-- Opening Marker --

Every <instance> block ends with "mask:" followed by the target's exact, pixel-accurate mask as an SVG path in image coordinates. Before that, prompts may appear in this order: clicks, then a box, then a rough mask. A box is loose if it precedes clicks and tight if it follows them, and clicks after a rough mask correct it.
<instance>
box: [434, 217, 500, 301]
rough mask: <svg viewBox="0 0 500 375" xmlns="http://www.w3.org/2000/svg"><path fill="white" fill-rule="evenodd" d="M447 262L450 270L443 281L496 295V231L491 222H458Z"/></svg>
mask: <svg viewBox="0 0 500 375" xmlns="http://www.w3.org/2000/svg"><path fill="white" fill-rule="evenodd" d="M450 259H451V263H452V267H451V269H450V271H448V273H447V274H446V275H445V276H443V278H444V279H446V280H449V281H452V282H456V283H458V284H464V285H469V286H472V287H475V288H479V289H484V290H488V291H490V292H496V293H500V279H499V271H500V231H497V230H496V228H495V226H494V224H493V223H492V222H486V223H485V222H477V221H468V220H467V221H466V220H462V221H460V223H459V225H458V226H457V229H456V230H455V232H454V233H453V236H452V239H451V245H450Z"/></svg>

-- Closing Marker --

• TO-DO ITEM
How many lines of the data above contain the string "instance"? Reply with the number only.

• EXPECTED ANSWER
2